__GIVEN INSTRUCTION__: Quote, without any change, the line that contains "Query: cloudy sky" and all lines that follow it to the end of the data below.

== == ==

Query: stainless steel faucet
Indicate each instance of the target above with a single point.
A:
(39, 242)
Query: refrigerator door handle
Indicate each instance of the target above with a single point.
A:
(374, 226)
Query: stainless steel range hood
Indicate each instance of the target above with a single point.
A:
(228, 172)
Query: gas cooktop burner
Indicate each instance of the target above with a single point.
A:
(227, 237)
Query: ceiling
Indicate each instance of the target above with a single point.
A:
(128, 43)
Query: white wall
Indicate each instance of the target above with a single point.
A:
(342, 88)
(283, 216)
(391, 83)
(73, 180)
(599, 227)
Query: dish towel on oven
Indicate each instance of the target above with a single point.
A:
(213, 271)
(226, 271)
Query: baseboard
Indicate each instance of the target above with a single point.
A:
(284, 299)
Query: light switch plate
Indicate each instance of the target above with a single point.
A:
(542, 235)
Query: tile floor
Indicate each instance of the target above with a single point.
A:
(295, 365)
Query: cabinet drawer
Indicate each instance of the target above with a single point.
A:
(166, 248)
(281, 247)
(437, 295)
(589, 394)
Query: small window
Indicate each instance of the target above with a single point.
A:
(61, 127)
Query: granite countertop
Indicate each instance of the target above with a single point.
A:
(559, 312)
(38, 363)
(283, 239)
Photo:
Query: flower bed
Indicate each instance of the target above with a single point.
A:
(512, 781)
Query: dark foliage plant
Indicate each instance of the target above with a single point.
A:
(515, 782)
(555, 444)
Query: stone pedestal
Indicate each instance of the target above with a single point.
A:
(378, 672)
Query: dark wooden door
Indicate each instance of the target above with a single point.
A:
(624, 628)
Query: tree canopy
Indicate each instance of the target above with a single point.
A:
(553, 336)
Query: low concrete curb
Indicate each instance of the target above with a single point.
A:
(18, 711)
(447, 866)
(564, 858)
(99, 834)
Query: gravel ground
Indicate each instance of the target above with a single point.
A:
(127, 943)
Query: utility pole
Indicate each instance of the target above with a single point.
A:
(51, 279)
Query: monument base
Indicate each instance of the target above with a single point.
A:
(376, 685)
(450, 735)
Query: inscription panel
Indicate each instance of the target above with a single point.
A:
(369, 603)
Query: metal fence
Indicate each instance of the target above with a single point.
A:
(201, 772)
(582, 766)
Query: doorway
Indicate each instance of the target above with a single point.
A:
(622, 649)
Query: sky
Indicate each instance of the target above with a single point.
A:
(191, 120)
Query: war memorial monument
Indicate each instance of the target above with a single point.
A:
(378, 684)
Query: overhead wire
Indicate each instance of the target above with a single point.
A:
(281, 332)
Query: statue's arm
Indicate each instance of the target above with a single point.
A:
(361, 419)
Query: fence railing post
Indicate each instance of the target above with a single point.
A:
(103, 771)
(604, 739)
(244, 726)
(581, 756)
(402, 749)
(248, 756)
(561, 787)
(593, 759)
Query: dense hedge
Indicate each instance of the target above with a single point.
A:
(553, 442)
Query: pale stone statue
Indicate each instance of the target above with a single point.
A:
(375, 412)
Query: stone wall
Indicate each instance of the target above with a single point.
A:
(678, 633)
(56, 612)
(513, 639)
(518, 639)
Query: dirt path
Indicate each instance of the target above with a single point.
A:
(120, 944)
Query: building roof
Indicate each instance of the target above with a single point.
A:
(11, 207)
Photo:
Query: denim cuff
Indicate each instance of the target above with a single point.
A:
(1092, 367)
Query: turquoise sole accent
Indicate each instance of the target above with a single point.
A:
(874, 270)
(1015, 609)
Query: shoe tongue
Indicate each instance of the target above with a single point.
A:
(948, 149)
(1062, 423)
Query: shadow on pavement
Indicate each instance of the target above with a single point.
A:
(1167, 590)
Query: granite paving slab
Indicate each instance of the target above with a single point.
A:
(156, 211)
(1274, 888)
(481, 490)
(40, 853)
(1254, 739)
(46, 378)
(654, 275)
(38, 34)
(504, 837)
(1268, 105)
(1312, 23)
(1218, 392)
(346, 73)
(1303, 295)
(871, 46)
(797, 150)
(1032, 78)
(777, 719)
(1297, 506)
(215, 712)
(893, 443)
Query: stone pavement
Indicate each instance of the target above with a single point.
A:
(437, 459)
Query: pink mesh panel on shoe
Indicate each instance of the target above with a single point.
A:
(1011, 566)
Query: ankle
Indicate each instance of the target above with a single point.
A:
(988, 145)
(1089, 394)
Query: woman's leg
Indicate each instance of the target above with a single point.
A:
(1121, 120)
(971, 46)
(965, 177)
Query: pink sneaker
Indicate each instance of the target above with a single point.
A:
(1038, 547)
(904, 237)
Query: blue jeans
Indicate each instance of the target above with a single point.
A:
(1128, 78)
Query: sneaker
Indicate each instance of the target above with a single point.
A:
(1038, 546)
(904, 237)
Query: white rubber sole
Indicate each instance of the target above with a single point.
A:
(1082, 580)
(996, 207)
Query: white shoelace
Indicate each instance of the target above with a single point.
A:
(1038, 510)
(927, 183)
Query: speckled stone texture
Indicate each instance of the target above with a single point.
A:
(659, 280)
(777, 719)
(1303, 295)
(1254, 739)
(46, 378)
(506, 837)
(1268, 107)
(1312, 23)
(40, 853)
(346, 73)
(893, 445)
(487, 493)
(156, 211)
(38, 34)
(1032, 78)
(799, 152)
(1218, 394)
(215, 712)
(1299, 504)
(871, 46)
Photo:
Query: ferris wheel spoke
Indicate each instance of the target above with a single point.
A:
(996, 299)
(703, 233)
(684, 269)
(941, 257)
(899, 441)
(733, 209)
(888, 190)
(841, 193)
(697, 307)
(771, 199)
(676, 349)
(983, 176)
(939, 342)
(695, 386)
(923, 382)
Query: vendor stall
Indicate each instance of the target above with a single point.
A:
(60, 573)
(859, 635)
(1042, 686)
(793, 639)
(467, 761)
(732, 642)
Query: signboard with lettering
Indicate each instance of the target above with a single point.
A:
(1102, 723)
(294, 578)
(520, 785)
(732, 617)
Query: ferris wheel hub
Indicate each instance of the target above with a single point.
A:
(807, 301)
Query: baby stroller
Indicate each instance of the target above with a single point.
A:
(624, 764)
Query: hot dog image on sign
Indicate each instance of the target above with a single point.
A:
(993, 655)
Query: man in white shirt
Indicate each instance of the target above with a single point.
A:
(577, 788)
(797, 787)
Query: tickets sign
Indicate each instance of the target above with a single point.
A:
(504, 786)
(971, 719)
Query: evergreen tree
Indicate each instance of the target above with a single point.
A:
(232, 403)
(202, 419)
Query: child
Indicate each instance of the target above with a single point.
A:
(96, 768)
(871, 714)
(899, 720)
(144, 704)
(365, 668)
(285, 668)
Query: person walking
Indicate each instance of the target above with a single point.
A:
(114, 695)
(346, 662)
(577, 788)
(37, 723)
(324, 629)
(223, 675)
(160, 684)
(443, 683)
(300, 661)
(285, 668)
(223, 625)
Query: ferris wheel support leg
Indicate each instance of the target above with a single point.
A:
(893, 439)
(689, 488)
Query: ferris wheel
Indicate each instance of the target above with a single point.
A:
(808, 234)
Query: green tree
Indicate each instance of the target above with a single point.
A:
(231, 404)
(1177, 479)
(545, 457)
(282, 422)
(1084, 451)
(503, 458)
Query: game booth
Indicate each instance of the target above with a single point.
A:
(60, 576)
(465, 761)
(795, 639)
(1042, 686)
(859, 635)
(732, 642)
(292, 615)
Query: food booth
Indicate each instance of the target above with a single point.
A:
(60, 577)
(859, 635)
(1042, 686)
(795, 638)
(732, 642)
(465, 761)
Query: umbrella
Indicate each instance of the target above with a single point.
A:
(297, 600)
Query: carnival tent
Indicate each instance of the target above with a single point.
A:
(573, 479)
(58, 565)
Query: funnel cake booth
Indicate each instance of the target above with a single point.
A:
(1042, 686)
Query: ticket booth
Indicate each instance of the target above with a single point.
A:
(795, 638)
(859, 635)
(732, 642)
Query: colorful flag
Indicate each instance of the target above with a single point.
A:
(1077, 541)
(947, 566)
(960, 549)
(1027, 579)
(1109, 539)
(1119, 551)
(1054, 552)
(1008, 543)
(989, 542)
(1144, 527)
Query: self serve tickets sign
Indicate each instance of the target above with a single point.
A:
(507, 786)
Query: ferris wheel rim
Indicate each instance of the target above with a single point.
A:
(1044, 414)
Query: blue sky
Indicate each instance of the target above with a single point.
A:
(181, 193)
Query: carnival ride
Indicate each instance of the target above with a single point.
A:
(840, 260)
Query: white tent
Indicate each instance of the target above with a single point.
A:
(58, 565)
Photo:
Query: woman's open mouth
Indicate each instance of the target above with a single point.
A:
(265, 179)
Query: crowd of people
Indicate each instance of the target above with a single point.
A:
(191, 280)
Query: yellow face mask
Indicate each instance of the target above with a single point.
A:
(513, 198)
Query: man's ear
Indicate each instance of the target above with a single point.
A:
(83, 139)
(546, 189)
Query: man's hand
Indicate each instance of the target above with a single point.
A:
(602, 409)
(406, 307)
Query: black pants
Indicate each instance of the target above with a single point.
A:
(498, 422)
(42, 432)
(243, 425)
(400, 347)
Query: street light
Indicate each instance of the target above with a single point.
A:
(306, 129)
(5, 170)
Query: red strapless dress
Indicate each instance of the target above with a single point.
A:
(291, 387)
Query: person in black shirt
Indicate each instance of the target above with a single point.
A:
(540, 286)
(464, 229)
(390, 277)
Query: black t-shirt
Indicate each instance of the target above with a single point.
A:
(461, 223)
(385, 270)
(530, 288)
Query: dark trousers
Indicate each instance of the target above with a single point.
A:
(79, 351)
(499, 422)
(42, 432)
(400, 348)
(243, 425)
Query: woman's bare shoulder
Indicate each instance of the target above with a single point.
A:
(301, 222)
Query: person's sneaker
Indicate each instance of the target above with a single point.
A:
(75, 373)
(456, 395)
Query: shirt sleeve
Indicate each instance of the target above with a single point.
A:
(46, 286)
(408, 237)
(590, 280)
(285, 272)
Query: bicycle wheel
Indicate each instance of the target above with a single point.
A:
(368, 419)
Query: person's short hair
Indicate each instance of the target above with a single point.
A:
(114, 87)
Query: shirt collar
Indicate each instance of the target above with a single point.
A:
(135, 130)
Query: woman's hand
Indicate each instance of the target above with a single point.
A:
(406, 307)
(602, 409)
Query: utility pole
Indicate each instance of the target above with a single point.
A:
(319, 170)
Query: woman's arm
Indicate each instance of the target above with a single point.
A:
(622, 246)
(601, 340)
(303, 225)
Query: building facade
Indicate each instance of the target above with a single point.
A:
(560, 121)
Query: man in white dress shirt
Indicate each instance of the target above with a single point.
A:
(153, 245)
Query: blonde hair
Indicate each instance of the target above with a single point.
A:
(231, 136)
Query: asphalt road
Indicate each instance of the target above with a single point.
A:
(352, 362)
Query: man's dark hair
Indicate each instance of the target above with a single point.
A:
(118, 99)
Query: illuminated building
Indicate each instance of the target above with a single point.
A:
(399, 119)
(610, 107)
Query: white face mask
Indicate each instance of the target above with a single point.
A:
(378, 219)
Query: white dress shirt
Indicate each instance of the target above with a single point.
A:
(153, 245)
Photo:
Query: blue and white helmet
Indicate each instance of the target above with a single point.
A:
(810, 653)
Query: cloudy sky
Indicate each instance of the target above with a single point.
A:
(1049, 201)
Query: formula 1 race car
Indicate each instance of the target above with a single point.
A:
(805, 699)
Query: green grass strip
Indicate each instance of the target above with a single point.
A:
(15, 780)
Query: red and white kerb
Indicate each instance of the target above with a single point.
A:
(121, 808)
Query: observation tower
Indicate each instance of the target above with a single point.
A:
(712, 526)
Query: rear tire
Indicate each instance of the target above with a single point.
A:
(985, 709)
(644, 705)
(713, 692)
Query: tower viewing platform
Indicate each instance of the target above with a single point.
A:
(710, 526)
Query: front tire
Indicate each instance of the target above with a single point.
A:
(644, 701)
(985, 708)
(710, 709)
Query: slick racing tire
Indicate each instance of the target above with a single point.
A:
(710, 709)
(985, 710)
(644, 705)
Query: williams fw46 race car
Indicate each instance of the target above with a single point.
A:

== == ==

__THE COMPLETED TASK__:
Query: cloudy sky
Indicate each instance of the target above with a single point.
A:
(1049, 201)
Query: formula 1 race car
Indicate each instance of the target above with a single point.
A:
(805, 699)
Query: green grass strip
Indicate each instance of the target above with a single point.
A:
(15, 780)
Query: red and white kerb
Indicate each instance of the target above with a single point.
A:
(121, 808)
Query: observation tower
Indicate each instance of the target above with a single point.
A:
(712, 526)
Query: rear tire
Indicate each instance of the target above with a single point.
A:
(985, 709)
(644, 705)
(713, 692)
Query: tower viewing platform
Indicate each instance of the target above with a single point.
A:
(710, 526)
Query: front tire
Indicate each instance of the target above with a single point.
A:
(644, 701)
(985, 708)
(710, 709)
Query: slick racing tire
Indicate each instance of the target above with a single point.
A:
(710, 709)
(985, 710)
(644, 705)
Query: williams fw46 race car
Indicate each instance of the target above with a single point.
A:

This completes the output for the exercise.